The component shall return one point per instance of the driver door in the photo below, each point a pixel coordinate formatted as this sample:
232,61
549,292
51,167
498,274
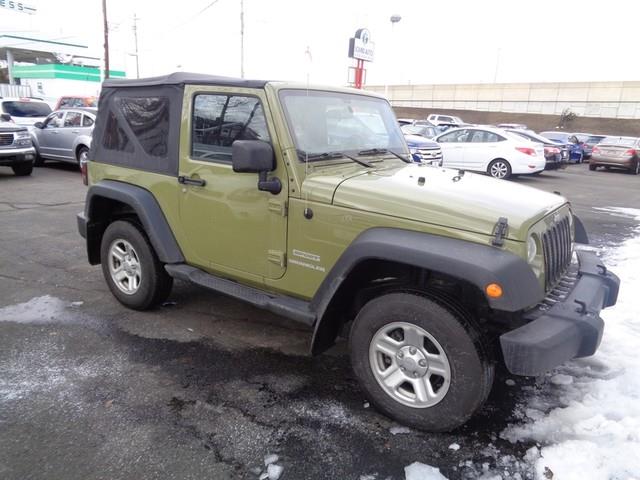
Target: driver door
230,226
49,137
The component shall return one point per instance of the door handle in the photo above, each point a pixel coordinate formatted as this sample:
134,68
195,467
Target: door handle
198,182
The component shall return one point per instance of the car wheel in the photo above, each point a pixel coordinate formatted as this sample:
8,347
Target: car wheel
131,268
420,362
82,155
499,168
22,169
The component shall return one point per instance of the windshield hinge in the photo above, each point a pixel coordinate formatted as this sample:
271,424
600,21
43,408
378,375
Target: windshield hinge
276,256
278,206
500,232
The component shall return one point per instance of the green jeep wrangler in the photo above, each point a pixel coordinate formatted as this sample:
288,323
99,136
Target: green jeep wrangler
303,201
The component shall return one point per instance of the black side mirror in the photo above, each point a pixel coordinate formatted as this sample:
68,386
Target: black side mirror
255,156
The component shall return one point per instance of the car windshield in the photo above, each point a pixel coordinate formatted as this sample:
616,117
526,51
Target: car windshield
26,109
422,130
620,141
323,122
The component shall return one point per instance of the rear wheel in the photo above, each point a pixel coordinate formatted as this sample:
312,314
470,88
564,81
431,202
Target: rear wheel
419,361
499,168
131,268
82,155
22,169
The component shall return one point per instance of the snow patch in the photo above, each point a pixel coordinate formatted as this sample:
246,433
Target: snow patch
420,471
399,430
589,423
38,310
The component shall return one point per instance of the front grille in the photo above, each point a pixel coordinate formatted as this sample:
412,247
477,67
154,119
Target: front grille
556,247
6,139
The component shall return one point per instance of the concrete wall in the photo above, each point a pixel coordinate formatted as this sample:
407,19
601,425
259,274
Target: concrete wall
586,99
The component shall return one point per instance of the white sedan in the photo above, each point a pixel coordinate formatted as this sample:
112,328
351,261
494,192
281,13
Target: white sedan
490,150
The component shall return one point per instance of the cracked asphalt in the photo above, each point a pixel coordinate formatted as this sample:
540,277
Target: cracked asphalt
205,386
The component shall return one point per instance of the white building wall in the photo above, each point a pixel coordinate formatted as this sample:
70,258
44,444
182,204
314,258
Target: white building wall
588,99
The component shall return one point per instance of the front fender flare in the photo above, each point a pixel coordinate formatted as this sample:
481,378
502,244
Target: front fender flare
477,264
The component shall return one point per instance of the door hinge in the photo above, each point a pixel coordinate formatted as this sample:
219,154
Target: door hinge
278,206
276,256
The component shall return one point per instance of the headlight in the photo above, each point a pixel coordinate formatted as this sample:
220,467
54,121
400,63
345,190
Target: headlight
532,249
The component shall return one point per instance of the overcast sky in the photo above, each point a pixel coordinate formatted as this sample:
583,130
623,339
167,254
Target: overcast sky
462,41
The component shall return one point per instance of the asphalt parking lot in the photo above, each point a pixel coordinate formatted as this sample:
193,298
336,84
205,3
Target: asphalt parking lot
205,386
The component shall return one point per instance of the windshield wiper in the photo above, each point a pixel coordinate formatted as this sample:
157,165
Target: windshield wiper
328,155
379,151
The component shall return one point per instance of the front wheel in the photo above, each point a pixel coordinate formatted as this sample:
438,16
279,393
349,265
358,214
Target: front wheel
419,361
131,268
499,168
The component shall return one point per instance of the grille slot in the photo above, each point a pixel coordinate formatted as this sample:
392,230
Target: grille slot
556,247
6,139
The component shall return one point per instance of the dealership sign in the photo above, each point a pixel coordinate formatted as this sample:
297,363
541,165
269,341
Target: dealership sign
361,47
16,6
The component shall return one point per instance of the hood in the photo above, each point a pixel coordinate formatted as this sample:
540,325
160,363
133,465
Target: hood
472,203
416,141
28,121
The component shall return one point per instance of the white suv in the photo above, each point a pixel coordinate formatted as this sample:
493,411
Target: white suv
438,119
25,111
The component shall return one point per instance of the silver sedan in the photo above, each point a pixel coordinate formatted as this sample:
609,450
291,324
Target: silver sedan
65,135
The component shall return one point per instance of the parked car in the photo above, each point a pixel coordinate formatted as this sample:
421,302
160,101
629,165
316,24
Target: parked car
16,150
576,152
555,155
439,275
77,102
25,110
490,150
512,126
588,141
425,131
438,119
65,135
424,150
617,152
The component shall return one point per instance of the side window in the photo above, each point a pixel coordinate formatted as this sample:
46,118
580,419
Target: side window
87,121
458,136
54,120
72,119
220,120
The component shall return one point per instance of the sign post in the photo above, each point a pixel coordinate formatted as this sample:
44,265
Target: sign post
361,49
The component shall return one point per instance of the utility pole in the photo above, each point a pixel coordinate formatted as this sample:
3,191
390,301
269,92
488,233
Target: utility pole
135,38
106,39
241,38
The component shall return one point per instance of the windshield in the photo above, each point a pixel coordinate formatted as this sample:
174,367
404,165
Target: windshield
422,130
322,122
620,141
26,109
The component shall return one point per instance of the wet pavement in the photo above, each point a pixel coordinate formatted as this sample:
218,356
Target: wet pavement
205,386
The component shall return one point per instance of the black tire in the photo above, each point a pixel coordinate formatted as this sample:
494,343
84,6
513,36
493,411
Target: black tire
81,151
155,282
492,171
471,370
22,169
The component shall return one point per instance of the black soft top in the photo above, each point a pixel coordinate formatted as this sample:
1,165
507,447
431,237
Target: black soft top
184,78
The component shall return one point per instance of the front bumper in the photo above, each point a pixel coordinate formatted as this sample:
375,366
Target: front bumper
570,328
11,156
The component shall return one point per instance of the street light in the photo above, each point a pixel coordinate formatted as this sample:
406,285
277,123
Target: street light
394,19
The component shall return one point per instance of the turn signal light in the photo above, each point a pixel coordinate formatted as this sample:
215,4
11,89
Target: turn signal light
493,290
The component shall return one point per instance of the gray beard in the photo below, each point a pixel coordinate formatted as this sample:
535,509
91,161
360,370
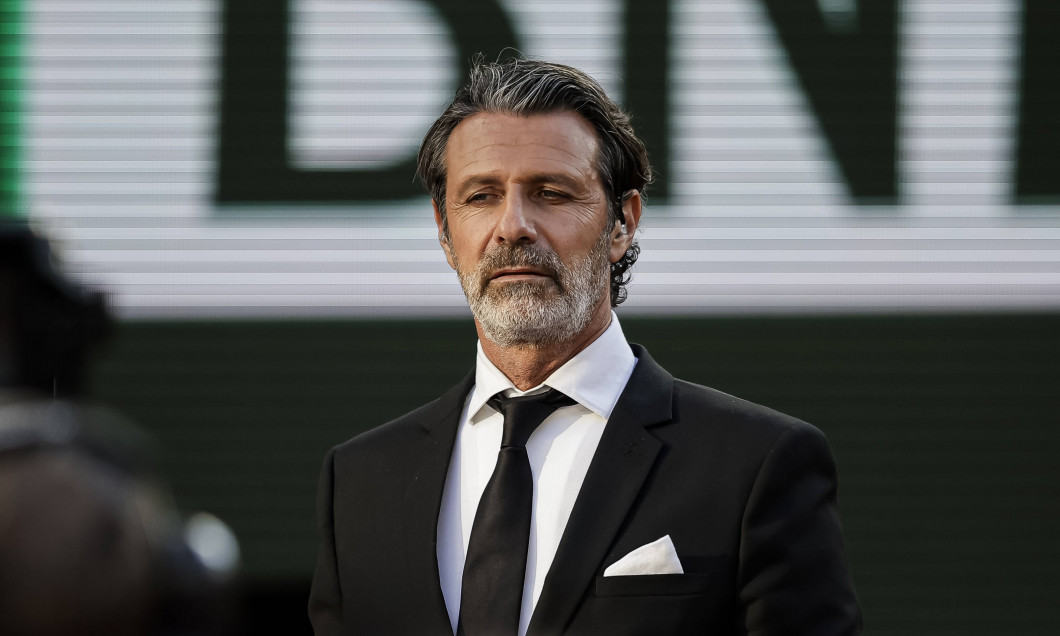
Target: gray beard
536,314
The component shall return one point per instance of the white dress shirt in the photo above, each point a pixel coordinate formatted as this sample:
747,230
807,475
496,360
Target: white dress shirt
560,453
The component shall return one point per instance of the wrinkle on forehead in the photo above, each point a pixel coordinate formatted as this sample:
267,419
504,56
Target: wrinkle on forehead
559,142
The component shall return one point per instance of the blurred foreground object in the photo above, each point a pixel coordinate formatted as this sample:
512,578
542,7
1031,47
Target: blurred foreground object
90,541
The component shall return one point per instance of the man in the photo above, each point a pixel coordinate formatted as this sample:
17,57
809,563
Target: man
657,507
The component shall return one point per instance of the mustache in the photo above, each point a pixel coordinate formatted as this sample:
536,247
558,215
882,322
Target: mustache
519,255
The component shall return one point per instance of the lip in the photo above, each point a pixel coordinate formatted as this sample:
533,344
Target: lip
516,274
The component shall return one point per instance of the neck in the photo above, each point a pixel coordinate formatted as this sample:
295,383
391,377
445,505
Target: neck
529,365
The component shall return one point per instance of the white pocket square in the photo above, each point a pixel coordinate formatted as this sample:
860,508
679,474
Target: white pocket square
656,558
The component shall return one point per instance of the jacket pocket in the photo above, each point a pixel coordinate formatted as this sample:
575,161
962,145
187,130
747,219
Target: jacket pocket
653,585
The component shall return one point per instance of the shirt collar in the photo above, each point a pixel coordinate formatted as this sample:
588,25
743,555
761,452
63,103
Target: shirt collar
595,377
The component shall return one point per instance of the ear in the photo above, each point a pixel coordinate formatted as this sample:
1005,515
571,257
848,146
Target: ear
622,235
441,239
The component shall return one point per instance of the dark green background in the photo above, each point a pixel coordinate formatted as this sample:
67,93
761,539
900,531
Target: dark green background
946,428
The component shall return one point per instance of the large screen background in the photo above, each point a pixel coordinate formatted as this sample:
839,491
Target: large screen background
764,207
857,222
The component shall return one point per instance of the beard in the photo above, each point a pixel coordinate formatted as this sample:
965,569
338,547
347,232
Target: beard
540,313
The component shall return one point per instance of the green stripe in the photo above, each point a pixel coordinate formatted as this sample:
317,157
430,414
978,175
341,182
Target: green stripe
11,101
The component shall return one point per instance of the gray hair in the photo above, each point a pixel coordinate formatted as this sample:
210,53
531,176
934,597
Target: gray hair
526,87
---
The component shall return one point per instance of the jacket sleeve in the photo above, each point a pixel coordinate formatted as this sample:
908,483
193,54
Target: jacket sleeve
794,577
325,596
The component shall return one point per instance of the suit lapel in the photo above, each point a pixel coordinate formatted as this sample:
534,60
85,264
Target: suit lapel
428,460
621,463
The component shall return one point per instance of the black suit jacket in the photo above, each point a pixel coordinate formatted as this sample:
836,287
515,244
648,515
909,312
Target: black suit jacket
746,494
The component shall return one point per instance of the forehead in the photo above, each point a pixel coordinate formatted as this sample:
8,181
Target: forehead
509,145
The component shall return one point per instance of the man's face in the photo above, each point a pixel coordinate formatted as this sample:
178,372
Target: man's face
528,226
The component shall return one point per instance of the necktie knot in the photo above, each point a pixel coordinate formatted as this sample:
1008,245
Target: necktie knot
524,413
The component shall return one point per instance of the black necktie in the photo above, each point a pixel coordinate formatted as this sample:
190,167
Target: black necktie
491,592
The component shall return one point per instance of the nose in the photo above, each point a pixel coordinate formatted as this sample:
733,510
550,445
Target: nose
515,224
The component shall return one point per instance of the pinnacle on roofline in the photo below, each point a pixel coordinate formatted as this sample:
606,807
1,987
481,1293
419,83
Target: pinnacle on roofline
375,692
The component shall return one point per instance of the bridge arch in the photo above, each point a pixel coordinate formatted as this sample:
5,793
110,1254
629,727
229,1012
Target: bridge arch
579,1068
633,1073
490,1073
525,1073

• WHAT YOU NEED TO DO
How many of the rows above contain the string "wheel"? Give only the number.

• EXERCISE RESPONSE
6